▶ Study text:
● ● ●

I would say that in our society, health tends to be associated with goodness, virtue, and success and illness with vice and failure. I always prided myself with “never” being sick, always refusing the flu vaccine because my immune system was so strong – and now, my falling hair threatens to send me on the vice and failure side, on the “sick” and “ill” side. The idea of being bald makes me sick to my stomach. Every time I think about it, I step on a landmine and catch myself in an uncontrollable sob. Cancer strips you of your identity and gives you another one – one that you don’t want, one of a “patient”, “someone who is sick”, a “thriver”, a “fighter”, or a “previver”. That is not me and not who I want to be but I have no choice, I am and I have to be. I keep reminding myself that people will see me the way I project myself onto them and this is where I need to make peace with having no hair and find a way to use it as a strength, not as a weakness.

My husband was actually able to make me laugh about this (big exploit!). He brought up my sister who shaved her head in my honor and will have to deal with people’s comments. I responded that it was easy for her because all she has to say is “it’s not me, it’s my sister” and my dear loving hubby just replied “well when people make a comment just tell them it’s not you, it’s your sister” lol – why not?  Love you Fré xxx


3 thoughts on “The Stigma of Cancer

  1. Cancer, regardless of the type, should not be thought of as a dirty little secret. In fact it isn’t a secret at all. It is the worst thing that plagues our society and you are not alone. Many of the people you know, unfortunately, probably already have it and don’t even know it. Please don’t feel you have to hide the fact that you have cancer. Don’t live in shame. Your hair may be falling out, but you are winning! Celebrate those incredible numbers and focus on “NED!”

● ● ●

(Items from a dataset)
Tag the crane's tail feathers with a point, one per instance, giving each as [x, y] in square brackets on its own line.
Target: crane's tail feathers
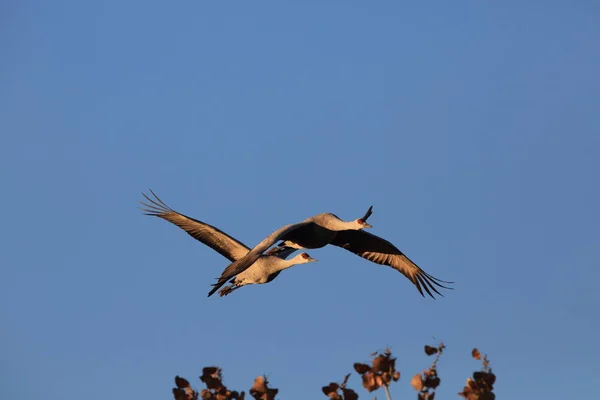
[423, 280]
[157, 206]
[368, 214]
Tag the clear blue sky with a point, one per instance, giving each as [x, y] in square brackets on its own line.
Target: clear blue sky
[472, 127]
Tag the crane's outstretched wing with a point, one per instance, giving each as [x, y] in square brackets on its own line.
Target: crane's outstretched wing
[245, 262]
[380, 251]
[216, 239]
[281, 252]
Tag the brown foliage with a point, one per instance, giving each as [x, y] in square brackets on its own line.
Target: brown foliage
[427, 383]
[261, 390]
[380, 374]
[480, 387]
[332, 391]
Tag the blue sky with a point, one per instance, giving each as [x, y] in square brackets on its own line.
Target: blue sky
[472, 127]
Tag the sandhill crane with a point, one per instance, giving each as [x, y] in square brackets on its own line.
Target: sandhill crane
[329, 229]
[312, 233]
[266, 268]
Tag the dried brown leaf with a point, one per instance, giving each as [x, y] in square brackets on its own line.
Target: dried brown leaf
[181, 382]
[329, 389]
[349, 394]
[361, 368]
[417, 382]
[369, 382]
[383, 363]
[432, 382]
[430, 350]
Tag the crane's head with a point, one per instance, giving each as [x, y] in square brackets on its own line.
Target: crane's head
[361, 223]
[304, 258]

● ● ●

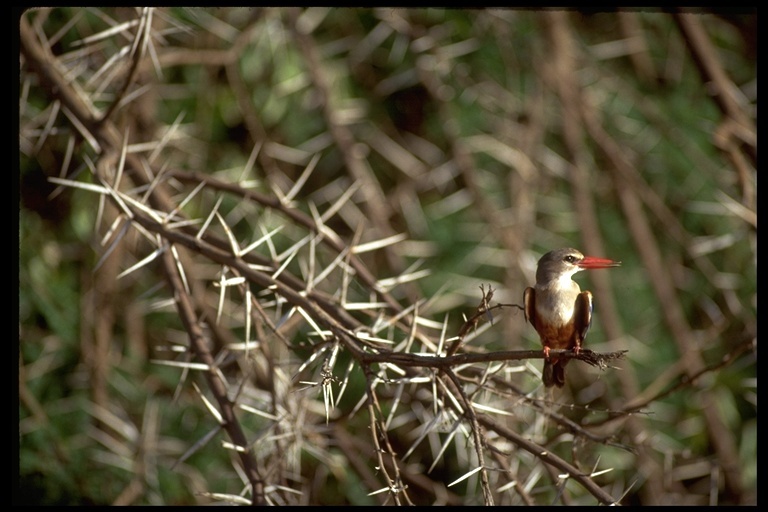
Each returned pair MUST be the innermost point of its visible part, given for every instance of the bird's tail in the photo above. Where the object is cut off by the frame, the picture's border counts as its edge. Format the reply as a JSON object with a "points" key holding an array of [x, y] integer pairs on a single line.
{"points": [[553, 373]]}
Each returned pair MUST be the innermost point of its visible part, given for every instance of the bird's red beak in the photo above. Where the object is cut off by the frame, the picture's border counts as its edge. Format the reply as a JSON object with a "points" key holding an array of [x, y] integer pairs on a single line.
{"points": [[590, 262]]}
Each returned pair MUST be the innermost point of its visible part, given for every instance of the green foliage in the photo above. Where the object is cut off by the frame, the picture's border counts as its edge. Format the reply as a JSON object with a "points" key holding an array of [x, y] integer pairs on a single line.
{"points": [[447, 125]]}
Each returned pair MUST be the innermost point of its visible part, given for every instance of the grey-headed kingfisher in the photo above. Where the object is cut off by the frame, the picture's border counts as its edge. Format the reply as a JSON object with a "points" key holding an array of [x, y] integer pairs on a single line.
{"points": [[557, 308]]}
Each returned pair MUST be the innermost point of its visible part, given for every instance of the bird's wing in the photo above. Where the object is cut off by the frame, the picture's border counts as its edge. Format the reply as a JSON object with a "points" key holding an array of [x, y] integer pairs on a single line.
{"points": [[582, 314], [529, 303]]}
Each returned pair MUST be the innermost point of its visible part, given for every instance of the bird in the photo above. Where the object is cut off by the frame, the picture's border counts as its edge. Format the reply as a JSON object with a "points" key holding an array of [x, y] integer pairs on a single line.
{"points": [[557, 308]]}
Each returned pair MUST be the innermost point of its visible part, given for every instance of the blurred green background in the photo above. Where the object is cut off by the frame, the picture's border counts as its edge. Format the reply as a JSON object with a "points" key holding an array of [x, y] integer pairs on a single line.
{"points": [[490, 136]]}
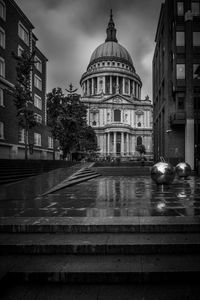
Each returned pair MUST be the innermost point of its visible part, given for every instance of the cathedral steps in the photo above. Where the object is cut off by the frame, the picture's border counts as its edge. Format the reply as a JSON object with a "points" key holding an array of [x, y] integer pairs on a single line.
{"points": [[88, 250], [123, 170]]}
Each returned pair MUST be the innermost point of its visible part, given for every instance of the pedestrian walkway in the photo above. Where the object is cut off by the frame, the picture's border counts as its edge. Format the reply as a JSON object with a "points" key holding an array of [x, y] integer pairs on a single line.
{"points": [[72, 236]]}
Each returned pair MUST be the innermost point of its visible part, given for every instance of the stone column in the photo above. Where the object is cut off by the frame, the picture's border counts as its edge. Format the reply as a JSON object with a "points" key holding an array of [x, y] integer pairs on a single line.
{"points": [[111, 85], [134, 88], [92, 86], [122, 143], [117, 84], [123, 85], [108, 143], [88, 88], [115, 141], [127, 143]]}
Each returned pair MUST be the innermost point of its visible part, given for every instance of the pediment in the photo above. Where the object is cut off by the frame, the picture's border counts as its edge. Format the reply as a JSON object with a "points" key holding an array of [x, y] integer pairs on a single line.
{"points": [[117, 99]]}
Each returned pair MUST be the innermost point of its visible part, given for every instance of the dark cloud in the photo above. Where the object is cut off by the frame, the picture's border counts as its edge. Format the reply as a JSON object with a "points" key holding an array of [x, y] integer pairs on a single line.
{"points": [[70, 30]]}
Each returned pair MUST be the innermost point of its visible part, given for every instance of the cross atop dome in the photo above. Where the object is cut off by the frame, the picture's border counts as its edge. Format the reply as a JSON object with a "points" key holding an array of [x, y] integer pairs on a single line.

● ● ●

▶ What you will do:
A: In the cancer blog post, who shaved her head in the writer's honor?
B: Extend the cancer blog post onward from its last sentence.

▶ List of answers:
A: The writer's sister.

B:
  2. Le cancer, la perte des cheveux, font certes partie de ta vie maintenant (temporairement, on s’entend!)… Mais, ton identité profonde, ton âme, tes désirs, sont bien là, en toi, prêts à rejaillir. Je les sens, je les entends, dans tes fabuleux écrits. J’aime te découvrir dans ta vulnérabilité, belle Rachel! Je te souhaite de poursuivre avec autant d’honnêteté, de compassion envers toi-même et de courage, cette exploration intérieure, au-delà des stigmates comme tu les nommes ci bien. J’aime à me rappeler les sages paroles de Pierro : peu importe que tu perdes tes cheveux, moi je sais qui tu es, à l’intérieur. Pour toi qui m’as fait découvrir Françoise Dolto durant nos études universitaires, je me dis que dans ces moments où tu souffres du regard que les autres peuvent porter sur toi, tu peux toujours te rappeler cette parole vraie, de Pierro. Et le beau fou-rire partagé avec colorful Sebas, qui fait oublier le desaster ;-). Bisous du Québec automnal, plein de couleurs et de fraîcheur! Tu me manques! Annie xxx

  3. Rachel I’m sitting here reading this and had to share with Ron. You made both of us laugh out loud. I think that is a perfect response.